(Tarefa proposta): Reescreva todas as linhas abaixo como uma tabela em Markdown com as colunas Número e Linha, numerando cada uma e deixando de fora as linhas em branco. Não coloque as imagens na resposta.

(Material do exercício):
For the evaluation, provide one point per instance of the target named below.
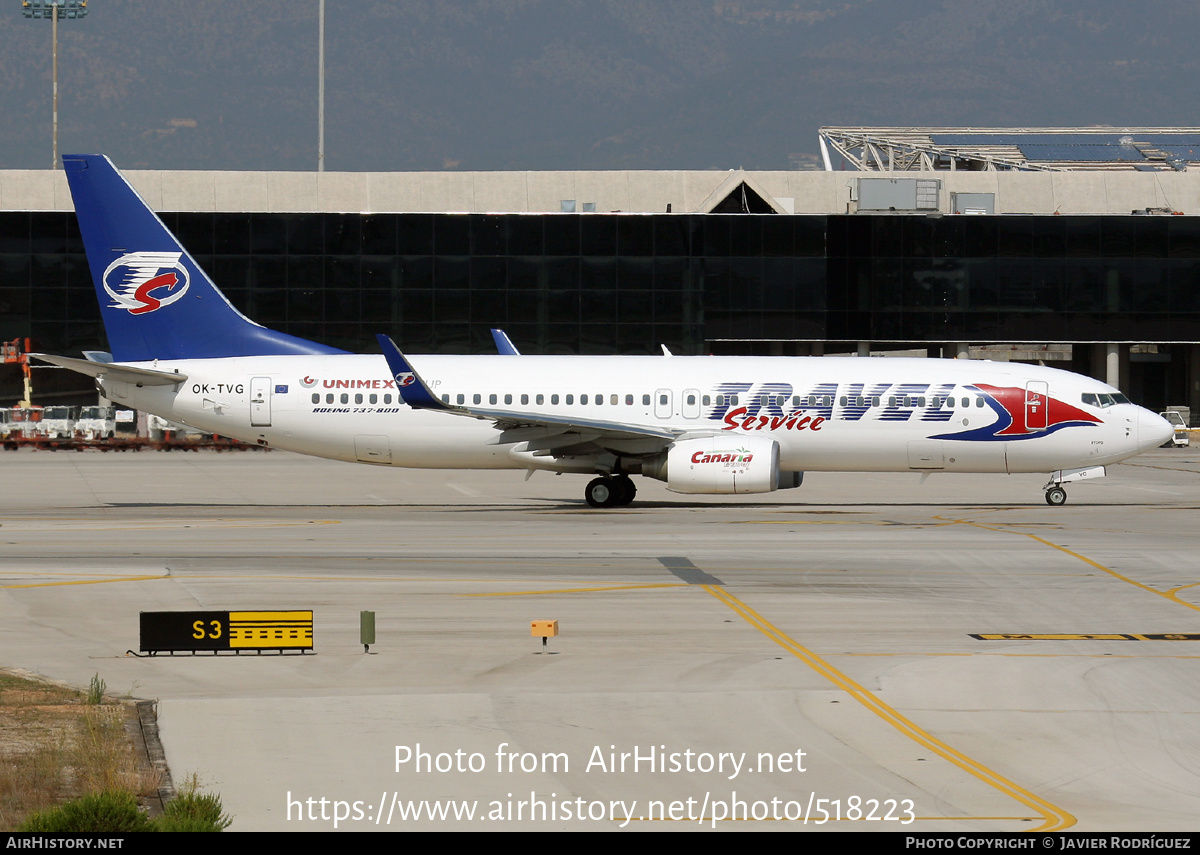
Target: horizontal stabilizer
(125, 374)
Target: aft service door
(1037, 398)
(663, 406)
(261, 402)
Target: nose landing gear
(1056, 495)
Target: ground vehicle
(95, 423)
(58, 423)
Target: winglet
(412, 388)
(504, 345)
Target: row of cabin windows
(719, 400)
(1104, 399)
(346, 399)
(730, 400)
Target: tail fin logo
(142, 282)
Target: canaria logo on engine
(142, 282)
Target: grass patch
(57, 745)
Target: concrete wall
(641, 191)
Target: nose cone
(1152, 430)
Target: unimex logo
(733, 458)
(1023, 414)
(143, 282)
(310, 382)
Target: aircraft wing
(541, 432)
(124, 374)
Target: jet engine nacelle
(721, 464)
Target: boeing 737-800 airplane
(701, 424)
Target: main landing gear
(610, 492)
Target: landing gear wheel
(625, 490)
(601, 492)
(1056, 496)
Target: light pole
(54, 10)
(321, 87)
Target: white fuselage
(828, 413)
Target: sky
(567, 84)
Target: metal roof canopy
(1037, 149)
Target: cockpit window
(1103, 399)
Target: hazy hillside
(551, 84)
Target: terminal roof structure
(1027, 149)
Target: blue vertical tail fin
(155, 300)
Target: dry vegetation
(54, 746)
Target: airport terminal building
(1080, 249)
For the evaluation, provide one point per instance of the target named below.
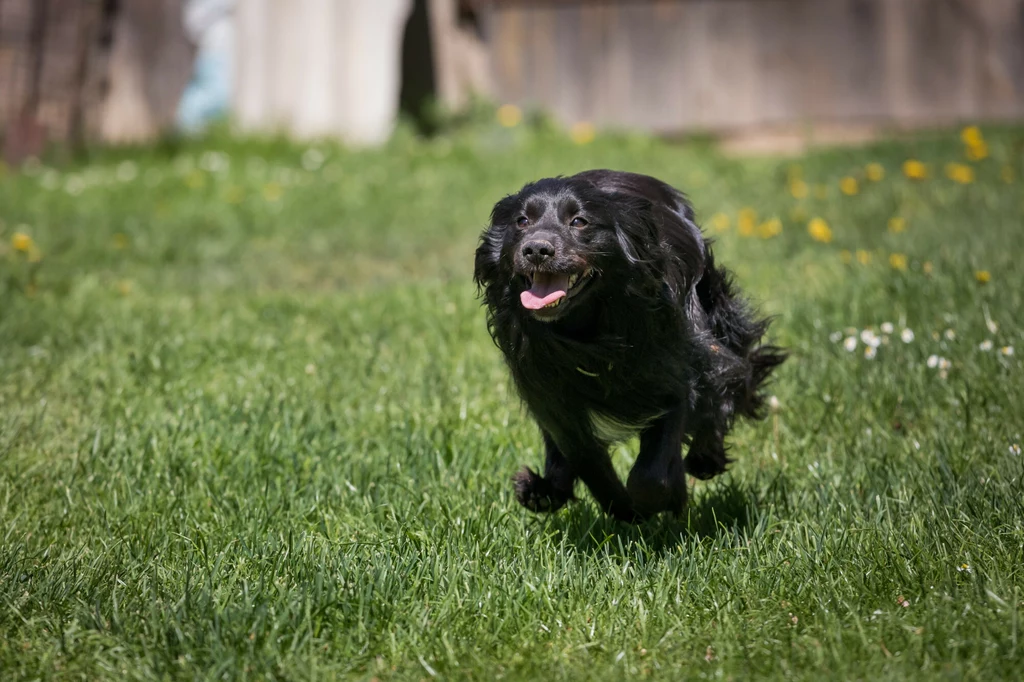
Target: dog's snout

(Resultado da tarefa):
| Número | Linha |
|---|---|
| 1 | For the evaluation, provide one point per instance of the target named below. |
| 2 | Target: horizontal stabilizer |
| 3 | (125, 374) |
| 4 | Target: aft service door |
| 5 | (1037, 398) |
| 6 | (663, 406) |
| 7 | (261, 402) |
| 8 | Target: nose landing gear |
| 9 | (1056, 495) |
| 10 | Target: ground vehicle |
| 11 | (95, 423) |
| 12 | (58, 423) |
| 13 | Target: winglet |
| 14 | (412, 388) |
| 15 | (504, 345) |
| 16 | Target: row of cabin windows |
| 17 | (719, 400) |
| 18 | (1104, 399) |
| 19 | (346, 399) |
| 20 | (730, 400) |
| 21 | Target: tail fin logo |
| 22 | (142, 282) |
| 23 | Target: canaria logo on engine |
| 24 | (142, 282) |
| 25 | Target: grass patch |
| 26 | (57, 745) |
| 27 | Target: concrete wall |
| 28 | (641, 191) |
| 29 | Target: nose cone |
| 30 | (1152, 430) |
| 31 | Target: unimex logo |
| 32 | (733, 458) |
| 33 | (1023, 414) |
| 34 | (143, 282) |
| 35 | (310, 382) |
| 36 | Target: aircraft wing |
| 37 | (541, 432) |
| 38 | (124, 374) |
| 39 | Target: jet engine nacelle |
| 40 | (721, 464) |
| 41 | Target: boeing 737-800 airplane |
| 42 | (701, 424) |
| 43 | Target: main landing gear |
| 44 | (610, 492) |
| 45 | Target: landing gear wheel |
| 46 | (625, 490) |
| 47 | (601, 492) |
| 48 | (1056, 496) |
| 49 | Target: light pole |
| 50 | (54, 10) |
| 51 | (321, 87) |
| 52 | Target: white fuselage |
| 53 | (828, 413) |
| 54 | Target: sky |
| 55 | (567, 84) |
| 56 | Target: metal roof canopy |
| 57 | (1037, 149) |
| 58 | Target: cockpit window |
| 59 | (1103, 399) |
| 60 | Target: hazy hillside |
| 61 | (551, 84) |
| 62 | Target: terminal roof structure |
| 63 | (1027, 149) |
| 64 | Target: blue vertical tail fin |
| 65 | (155, 300) |
| 66 | Target: dry vegetation |
| 67 | (54, 746) |
| 68 | Target: airport terminal building |
| 69 | (1080, 249) |
| 70 | For the evaluation, provide one point per instance of the target named below. |
| 71 | Target: dog's snout |